* Goal:
Please copy out the lines below word for word, leaving the pictures out of your answer.
___ Supplied entries ___
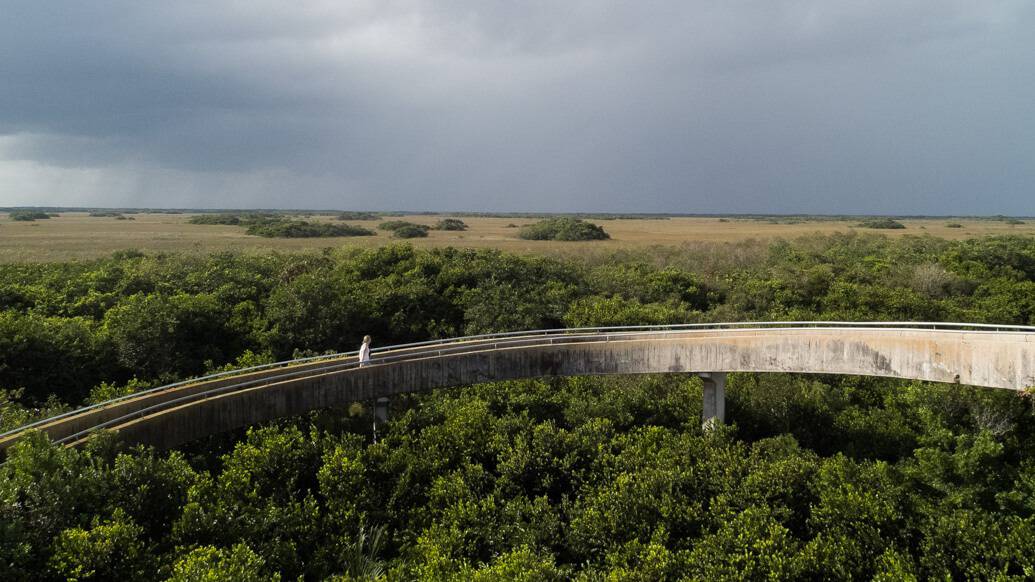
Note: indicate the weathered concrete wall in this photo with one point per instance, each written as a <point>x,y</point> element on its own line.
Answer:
<point>993,359</point>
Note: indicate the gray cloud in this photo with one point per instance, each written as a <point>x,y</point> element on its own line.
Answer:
<point>748,106</point>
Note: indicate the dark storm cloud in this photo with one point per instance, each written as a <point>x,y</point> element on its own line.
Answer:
<point>686,107</point>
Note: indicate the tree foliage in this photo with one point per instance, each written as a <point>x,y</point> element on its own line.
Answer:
<point>818,477</point>
<point>563,228</point>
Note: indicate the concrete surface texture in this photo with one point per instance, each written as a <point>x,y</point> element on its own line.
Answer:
<point>169,417</point>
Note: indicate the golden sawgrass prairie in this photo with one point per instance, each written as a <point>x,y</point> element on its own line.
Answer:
<point>76,235</point>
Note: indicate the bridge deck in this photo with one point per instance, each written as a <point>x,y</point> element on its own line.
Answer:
<point>991,356</point>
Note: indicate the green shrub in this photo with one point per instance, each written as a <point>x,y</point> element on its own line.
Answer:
<point>450,224</point>
<point>29,215</point>
<point>563,229</point>
<point>887,224</point>
<point>393,225</point>
<point>352,215</point>
<point>215,220</point>
<point>303,229</point>
<point>411,231</point>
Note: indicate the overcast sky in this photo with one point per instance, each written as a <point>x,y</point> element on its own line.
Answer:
<point>681,106</point>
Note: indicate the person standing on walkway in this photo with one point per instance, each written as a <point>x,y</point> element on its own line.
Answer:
<point>364,351</point>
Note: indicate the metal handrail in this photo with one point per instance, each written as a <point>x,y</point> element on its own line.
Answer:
<point>948,326</point>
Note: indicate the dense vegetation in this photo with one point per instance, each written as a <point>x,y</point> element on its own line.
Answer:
<point>887,224</point>
<point>404,229</point>
<point>819,477</point>
<point>563,229</point>
<point>29,215</point>
<point>450,224</point>
<point>395,225</point>
<point>354,215</point>
<point>305,229</point>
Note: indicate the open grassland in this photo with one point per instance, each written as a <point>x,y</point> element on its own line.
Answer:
<point>76,235</point>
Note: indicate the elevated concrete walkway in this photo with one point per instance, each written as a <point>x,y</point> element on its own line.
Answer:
<point>981,355</point>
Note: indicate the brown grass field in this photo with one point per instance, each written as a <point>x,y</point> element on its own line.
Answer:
<point>76,235</point>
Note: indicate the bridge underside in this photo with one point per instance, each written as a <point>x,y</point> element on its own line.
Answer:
<point>1002,360</point>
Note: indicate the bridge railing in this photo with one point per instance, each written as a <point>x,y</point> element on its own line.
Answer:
<point>413,350</point>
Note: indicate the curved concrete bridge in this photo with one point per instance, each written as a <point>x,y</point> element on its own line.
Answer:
<point>975,354</point>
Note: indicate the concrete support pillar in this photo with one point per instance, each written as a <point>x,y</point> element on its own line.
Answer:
<point>380,414</point>
<point>714,399</point>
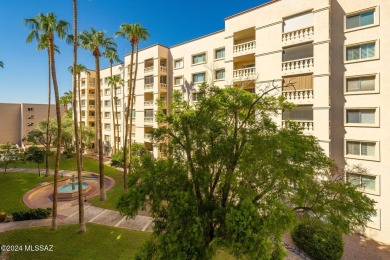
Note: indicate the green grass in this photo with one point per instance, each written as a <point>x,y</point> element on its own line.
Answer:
<point>14,185</point>
<point>90,165</point>
<point>99,242</point>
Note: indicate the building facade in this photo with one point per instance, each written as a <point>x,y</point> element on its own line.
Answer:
<point>327,56</point>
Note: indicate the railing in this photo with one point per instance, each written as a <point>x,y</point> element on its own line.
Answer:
<point>148,103</point>
<point>298,66</point>
<point>148,120</point>
<point>244,48</point>
<point>306,125</point>
<point>243,74</point>
<point>148,86</point>
<point>303,94</point>
<point>301,35</point>
<point>163,68</point>
<point>148,69</point>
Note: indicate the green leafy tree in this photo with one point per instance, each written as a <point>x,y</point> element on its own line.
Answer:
<point>232,177</point>
<point>94,41</point>
<point>36,155</point>
<point>134,33</point>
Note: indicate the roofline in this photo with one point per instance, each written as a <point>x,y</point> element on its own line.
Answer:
<point>195,39</point>
<point>254,8</point>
___
* Problem solution:
Note: indicate the weathered concrete wall in this photo with one point per instance, each written as a <point>x,y</point> element on its own line.
Answer:
<point>993,359</point>
Note: indicate the gray cloud in this photo with one point per instance, each written as a <point>x,y</point> element on its own line.
Answer:
<point>748,106</point>
Note: indicate the dark storm cloud in this photo with one point per instance, each written as a <point>x,y</point> element on its own line.
Answer:
<point>686,107</point>
Note: indicate the tree foliage in this photo with one point per instance, each written as a <point>x,y</point> element on its own line.
Answer:
<point>818,477</point>
<point>563,228</point>
Note: indicate the concrete surface texture in this photo with one point per instance, each written as a <point>x,y</point> element on its own line.
Answer:
<point>169,417</point>
Note: indicate the golden sawgrass prairie in this photo with one point per instance, each written as a <point>x,y</point> element on its own line.
Answer:
<point>76,235</point>
Note: indicate the bridge deck in this photo with one point per instance, each written as a <point>x,y</point> element on its own line.
Answer:
<point>991,356</point>
Note: indicate the green shrub in this photo with one point per instance, each written as a <point>x,y</point> element on its own line.
Answer:
<point>450,224</point>
<point>29,215</point>
<point>563,229</point>
<point>887,224</point>
<point>393,225</point>
<point>352,215</point>
<point>215,220</point>
<point>303,229</point>
<point>411,231</point>
Note: indicate the overcast sky in this photo with one point per instance, each written as a <point>x,y</point> element on its own line.
Answer:
<point>681,106</point>
Note: indicate the person standing on walkway in this photo with one point per instance, each written as a <point>x,y</point> element on its own line.
Answer:
<point>364,351</point>
Note: indicate the metal handrail in this photo with one point per instance, each written as a <point>x,y</point> element on its own line.
Answer:
<point>948,326</point>
Note: indicate the dense vegetation in this photo with one point per instance, each written as a <point>x,y</point> element on its own line.
Answer:
<point>887,224</point>
<point>404,229</point>
<point>819,477</point>
<point>563,229</point>
<point>29,215</point>
<point>450,224</point>
<point>395,225</point>
<point>354,215</point>
<point>305,229</point>
Note: indicate the open grassland in this photo with one point per instance, each written as a <point>x,y</point> element on its own line.
Answer:
<point>76,235</point>
Note: indicate the elevated concrete walkway in this photo with one point per instance, each written as a <point>x,y</point> element on its own line.
Answer:
<point>981,355</point>
Note: indicate the brown grass field in this photo with one point per instance, each written as a <point>x,y</point> element on its own line.
Answer:
<point>76,235</point>
Note: indicate the bridge underside in this photo with one point per instance, each written as a <point>x,y</point> element on its own line.
Answer:
<point>1002,360</point>
Note: indicate the bridge railing in this photo with one point per instance, each written as a <point>x,y</point> element on its own line.
Answer:
<point>413,350</point>
Note: indicate the curved concrete bridge in this photo with one point per instance, each written as a <point>x,y</point> element on its own line.
Answer:
<point>975,354</point>
Note: indicate the concrete support pillar in this photo with one point per instance, each written as a <point>x,y</point> element on its own line.
Answer:
<point>380,414</point>
<point>714,399</point>
Note: indicate the green grass in this photo with one point per instance, each written as a <point>x,y</point> element on its own line.
Answer:
<point>14,185</point>
<point>90,165</point>
<point>99,242</point>
Note: indicate the building facade in this photo with one point per instance, each written as a <point>x,y</point> element on its own line.
Answer:
<point>327,56</point>
Note: indicate the railing in this photo with one point per instance, each written as a <point>x,y</point> element on its own line.
Answer:
<point>148,103</point>
<point>298,66</point>
<point>148,120</point>
<point>244,48</point>
<point>306,125</point>
<point>243,74</point>
<point>148,86</point>
<point>303,94</point>
<point>301,35</point>
<point>163,68</point>
<point>148,69</point>
Note: indicate the green leafy tree in this photo with one point per instance, each written as a <point>x,y</point> element on its own line.
Answer:
<point>232,177</point>
<point>94,41</point>
<point>36,155</point>
<point>134,33</point>
Note: indicate the roofline in this photo with one point per instance, each written as a <point>x,y</point> element on its own line.
Answer:
<point>195,39</point>
<point>254,8</point>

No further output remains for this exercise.